*Text segment*:
Since then, the Cities have had prominent Black civic leaders like Mayor Sharon Sayles Belton, Bobby McFerrin, Representative Keith Ellison & head coaches of both the Timberwolves & Vikes. They have all built on Green’s success.

 

My adopted homeland owes him a tremendous debt.

 

RIP, Mr. Green.

 

 

More Love for Venus

 

During last year’s US Open, I posted a simple request: Can we show some love for Venus Williams?

 

Now that she’s made her way to the Wimbledon semifinals and solidly into the top 10 of the WTA rankings, I want to ask again for a renewed appreciation of a legendary, perhaps iconic American athlete.

 

In case you’ve forgotten, Venus is one of the 10 greatest players in the history of women’s tennis. She’s won seven Grand Slam titles, four Olympic gold medals and revolutionized tennis with her unprecedented combination of power, speed and athleticism in much the same way Martina Navratilova once did.

 

The primary difference between those two is that Martina’s great rival was her foil, not her sister. The epic battles between Martina and Chris Evert elevated both players. The one sided finals Venus lost to her little sister, Serena Williams, seem to have added to Serena’s ledger of greatness but diminished Venus.

 

In my September post, I dug just a bit into the why of the Serena domination, but suffice it to say that Venus’ seven Grand Slam wins underrepresent her excellence. They also only scratch the surface of her historic importance.

 

Now that more eyes are on her again, let’s take a moment to recognize Venus Williams for her trailblazing brilliance.

 

Let’s go, Venus!

 

 

Love for Venus

 

Can we show some love for Venus Williams? Please? PLEASE!

 

No, really. Let’s stop to think about her career. Venus is one of the 10 greatest players in the history of women’s tennis. Seven Grand Slam titles, four Olympic gold medals, a revolutionary combination of power, speed and athleticism and so much more. Yet she’s barely an afterthought these days. BECAUSE HER LITTLE SISTER IS THE GOAT!

 

Before Serena ruled the world, Venus was the one in the vanguard. It was Venus who started living out the experiments of the mad tennis scientist, Richard Williams. Venus was the trailblazer who first wore the beaded braids, first broke down the doors of the country club, first survived the slings and arrows of (thinly veiled) racism, first informed the world that Black girls from the ‘hood could be any damn thing they wanted. That was Venus.

*Provided records*:
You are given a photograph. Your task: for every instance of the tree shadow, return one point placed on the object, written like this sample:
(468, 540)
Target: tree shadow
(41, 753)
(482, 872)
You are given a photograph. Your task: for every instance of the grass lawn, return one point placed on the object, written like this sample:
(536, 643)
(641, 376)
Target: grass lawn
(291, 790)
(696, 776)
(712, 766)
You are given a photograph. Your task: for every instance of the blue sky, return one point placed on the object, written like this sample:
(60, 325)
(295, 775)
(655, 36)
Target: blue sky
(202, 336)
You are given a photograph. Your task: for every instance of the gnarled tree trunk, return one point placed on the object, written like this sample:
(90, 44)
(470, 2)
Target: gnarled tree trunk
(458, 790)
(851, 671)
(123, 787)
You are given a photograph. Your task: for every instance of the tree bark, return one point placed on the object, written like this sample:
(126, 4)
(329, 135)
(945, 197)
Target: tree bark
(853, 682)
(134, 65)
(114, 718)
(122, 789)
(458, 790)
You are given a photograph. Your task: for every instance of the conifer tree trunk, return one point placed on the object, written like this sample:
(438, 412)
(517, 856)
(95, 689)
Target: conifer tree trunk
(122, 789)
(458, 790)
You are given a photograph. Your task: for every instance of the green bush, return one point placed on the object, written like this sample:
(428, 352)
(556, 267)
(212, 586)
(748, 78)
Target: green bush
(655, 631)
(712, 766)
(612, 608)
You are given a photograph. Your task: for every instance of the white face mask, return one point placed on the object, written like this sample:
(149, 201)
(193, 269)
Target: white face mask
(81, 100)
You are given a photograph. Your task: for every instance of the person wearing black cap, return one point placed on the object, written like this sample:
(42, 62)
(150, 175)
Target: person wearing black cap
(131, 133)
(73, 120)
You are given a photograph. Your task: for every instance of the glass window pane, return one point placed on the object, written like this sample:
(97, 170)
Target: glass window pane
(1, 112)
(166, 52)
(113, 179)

*Directions*:
(a) Render this sentence from the Venus Williams blog text into Spanish: "Before Serena ruled the world, Venus was the one in the vanguard."
(b) Carry on the Venus Williams blog text, picking up right after its final sentence, "That was Venus."
None of the lines relate to the Venus Williams blog text.

*Answers given*:
(a) Antes de que Serena dominara el mundo, Venus era la que iba a la vanguardia.

(b)
 

It was also Venus who sheltered, shepherded and protected the true Golden Child, Serena, from the media, jealous players and even the mad scientist. She was the caretaking nurturer who made the more delicate Serena secure. It was Venus who suffered loss after loss so graciously. Remember the first Serena Slam from more than a decade ago? Guess who the finalist was, all four times. Venus kept losing to Serena, watching her place in history usurped by her baby sister. While smiling and taking pictures.

 

When women in tennis won their fight for equal prize money, it was Venus who was at the forefront of that movement.  When both Venus and Serena took time away from their sport to pursue other passions, it was Venus who made the public statements, responded to the carping legends and diffused the tension. 

 

While everyone, including me, applauds Roger Federer for his slow, graceful descent from Mount Olympus, please recognize that he’s still the second best player in the world! His tumble has been relatively easy. Venus has fallen from the heights to a far less appealing plane. Now she’s consistently ranked in the 20s, struggling to make even quarterfinals at big events, and has downshifted from ‘Favorite’ to ‘Contender’ to ‘Darkhorse’ to ‘Legend’. Despite her battle with the autoimmune disease Sjogren’s Syndrome, Venus still competes against players she inspired as toddlers. All with inordinate class.

 

So, regardless of how Venus finishes this US Open tournament and her career, I want to take a moment to acknowledge one of the unappreciated greats of the modern athletic and cultural universe.

 

Thank you, Venus. Keep on keepin’ on!